(SET PROBLEM)
Gather and copy every line of the rows below that contains the word "poster", matching case exactly.
---
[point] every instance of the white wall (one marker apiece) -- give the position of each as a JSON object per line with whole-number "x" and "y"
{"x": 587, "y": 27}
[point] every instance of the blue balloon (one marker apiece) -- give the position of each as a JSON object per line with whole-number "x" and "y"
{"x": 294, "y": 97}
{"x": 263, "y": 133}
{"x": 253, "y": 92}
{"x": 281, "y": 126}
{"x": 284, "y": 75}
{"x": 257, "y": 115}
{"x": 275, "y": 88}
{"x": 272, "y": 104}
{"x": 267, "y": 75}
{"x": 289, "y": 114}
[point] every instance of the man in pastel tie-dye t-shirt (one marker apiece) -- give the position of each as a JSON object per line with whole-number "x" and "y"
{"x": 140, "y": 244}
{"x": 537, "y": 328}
---
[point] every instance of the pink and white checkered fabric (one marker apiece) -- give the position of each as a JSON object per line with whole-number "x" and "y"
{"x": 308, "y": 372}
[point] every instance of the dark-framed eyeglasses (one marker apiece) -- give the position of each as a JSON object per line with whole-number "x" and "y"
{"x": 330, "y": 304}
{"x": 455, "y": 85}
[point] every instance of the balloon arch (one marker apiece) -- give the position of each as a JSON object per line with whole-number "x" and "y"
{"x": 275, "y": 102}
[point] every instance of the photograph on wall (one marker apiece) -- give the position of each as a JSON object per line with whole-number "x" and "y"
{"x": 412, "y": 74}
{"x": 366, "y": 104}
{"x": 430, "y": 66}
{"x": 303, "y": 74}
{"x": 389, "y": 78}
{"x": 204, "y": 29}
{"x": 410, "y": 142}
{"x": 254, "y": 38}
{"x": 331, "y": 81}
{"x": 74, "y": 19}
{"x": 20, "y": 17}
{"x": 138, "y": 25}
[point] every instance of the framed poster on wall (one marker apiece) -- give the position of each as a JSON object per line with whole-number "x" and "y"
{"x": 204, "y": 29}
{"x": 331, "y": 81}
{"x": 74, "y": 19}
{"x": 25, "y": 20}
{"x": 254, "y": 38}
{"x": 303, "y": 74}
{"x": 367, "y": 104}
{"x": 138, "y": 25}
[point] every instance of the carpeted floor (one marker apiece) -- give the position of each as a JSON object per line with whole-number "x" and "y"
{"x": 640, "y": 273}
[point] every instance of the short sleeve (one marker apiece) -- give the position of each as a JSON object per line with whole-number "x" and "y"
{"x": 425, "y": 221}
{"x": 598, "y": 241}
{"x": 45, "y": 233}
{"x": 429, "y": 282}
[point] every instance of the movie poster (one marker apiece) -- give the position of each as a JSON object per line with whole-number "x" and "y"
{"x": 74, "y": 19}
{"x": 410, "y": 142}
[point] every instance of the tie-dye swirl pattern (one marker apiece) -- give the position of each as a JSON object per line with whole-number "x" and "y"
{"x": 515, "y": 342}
---
(RESULT)
[point] every instance of the framed poster on wall (one marker apiece) -- give the position of each as a JSON object per line with whole-number "x" and "y"
[point] every instance of the movie poster (one marker apiece) -- give the position of each as a JSON object per line with whole-number "x" and "y"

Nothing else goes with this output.